Assigned task:
Every entry should be copied exactly, with nothing added or dropped.

Source information:

================================

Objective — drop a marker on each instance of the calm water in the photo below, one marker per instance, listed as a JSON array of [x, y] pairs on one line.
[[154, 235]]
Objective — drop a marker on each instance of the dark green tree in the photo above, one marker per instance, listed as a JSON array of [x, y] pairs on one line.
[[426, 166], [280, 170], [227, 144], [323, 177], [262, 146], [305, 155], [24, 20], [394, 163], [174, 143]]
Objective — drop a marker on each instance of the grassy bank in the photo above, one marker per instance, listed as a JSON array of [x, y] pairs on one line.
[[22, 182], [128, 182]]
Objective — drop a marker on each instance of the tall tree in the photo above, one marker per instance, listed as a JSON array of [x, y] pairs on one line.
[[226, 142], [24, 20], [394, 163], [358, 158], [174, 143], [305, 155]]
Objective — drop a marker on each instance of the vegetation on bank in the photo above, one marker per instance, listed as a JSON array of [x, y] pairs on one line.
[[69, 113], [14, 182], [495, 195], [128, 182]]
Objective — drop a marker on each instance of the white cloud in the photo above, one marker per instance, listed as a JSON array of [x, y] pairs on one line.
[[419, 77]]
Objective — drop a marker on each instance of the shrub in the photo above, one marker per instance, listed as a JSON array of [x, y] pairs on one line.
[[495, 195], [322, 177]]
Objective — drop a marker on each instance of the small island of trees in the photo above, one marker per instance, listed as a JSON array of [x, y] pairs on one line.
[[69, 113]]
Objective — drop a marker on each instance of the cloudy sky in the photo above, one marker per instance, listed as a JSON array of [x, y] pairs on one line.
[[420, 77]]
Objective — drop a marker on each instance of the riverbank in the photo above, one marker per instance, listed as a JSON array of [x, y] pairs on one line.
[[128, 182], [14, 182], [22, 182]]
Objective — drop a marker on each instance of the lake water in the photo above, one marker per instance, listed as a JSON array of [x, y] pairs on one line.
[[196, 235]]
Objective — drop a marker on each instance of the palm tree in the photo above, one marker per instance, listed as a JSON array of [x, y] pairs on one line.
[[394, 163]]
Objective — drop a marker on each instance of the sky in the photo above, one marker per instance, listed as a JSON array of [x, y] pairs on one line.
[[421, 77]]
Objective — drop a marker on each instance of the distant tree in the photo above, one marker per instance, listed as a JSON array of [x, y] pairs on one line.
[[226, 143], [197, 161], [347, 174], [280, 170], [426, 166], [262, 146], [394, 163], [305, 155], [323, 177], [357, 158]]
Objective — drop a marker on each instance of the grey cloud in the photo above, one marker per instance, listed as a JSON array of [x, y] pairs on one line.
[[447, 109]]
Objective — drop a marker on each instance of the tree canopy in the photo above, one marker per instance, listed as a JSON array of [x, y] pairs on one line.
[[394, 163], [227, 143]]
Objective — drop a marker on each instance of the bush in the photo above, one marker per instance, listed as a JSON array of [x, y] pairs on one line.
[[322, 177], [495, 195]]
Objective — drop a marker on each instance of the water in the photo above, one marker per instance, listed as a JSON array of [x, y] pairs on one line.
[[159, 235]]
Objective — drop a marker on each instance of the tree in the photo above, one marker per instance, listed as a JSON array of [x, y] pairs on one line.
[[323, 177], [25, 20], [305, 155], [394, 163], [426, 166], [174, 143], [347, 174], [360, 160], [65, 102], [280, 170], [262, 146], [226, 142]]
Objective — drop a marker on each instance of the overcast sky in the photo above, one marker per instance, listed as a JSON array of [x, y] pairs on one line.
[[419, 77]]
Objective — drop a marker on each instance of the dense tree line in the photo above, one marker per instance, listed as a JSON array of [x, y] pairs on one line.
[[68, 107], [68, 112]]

================================

Solution to the problem:
Objective — drop a marker on each instance of the calm water in the photo below, one marker per instance, listed as a JSON array of [x, y] pairs on one line.
[[154, 235]]
Objective — drop a marker on each instance of the dark green tree in the photo above, one marker per instance, listed as a JSON array of [x, y] pairs on one line.
[[426, 166], [280, 170], [227, 144], [323, 177], [262, 146], [305, 155], [24, 20], [394, 163], [174, 143]]
Objective — drop a marker on each instance of the grassy bank in the photo above, one marker per instance, listed as a JSON array of [x, y] pairs on one line.
[[22, 182], [128, 182]]
Objective — drop a marker on each instance of the tall tree in the photo above, one marker per instance, listed as a JSON array of [x, y] pairs on one line.
[[226, 142], [24, 20], [394, 163], [358, 158], [174, 143], [305, 155]]
Objective — drop a marker on each instance of the vegetation on bank in the photo above, one marker per instance, listed as a JSON array of [x, y] pairs on one line.
[[69, 113], [14, 182], [495, 195], [128, 182]]
Objective — drop a marker on each instance of the white cloud in the photo above, one marker per instance, listed as a JSON array of [x, y] pairs on one line.
[[419, 77]]
Objective — drop a marker on each instance of the shrub in the photo above, one marker per instance, listed as a JSON array of [x, y] pairs on one line.
[[495, 195], [322, 177]]
Objective — drop a marker on each instance of the small island of trees in the photo above, one marker per instance, listed as a JSON array of [x, y] pairs on one line.
[[69, 113]]
Objective — drop a marker on each instance of the cloudy sky in the photo above, one marker per instance, listed as a JSON array of [x, y] pairs on one line.
[[420, 77]]
Objective — drop a marker on each instance of the riverbank in the photo above, one marker per instance, listed as a JSON array of [x, y] pairs on one line.
[[128, 182], [14, 182], [22, 182]]
Objective — drop a marker on each instance of the lake water in the photo above, one marker per instance, listed as a JSON array of [x, y] pairs on one line.
[[196, 235]]
Objective — drop a marker on each instance of the palm tree in the photo above, one marker per instance, listed as a JSON array of [x, y] pairs on one line.
[[394, 163]]
Objective — drop a marker on each instance of the sky in the photo above, one marker per instance, listed as a JSON array of [x, y] pairs on one line.
[[421, 77]]
Objective — drop a marker on each instance of the distant tree in the photo above, one marker per instance, listed as a JSON array of [x, y] pairs on one line.
[[226, 143], [197, 161], [347, 174], [280, 170], [426, 166], [262, 146], [394, 163], [305, 155], [323, 177], [357, 158]]
Objective — drop a marker on each instance of the grey cloud in the photo above, one marker per instance, listed as a JSON array of [x, y] pairs on one line.
[[447, 109]]
Objective — drop a marker on each instance of the tree canopy in the photo above, one marker per instance, listed as a JSON array of [x, y] pairs on one line.
[[394, 163], [227, 143]]
Objective — drop a marker on each instance of the bush in the photo above, one marker per instance, listed as a JSON array of [x, y] pairs on one line.
[[322, 177], [495, 195]]
Objective — drop a marker on each instance of the water in the photo above, one marker per instance, listed as a JSON array of [x, y] pairs on one line.
[[159, 235]]
Objective — drop a marker on each instance of the tree in the photo above, one marker per instance, listed as a JSON array of [x, y] pairs on one line.
[[323, 177], [25, 20], [305, 155], [394, 163], [426, 166], [174, 143], [347, 174], [360, 160], [65, 102], [280, 170], [262, 146], [226, 142]]
Objective — drop a marker on each instance of the overcast sky in the photo above, one marker per instance, listed as a JSON array of [x, y] pairs on one line.
[[419, 77]]
Objective — drop a marker on each instance of the dense tree line in the photo above, one marker per instance, listed as a JSON array of [x, y] pairs on one line.
[[68, 107], [68, 112]]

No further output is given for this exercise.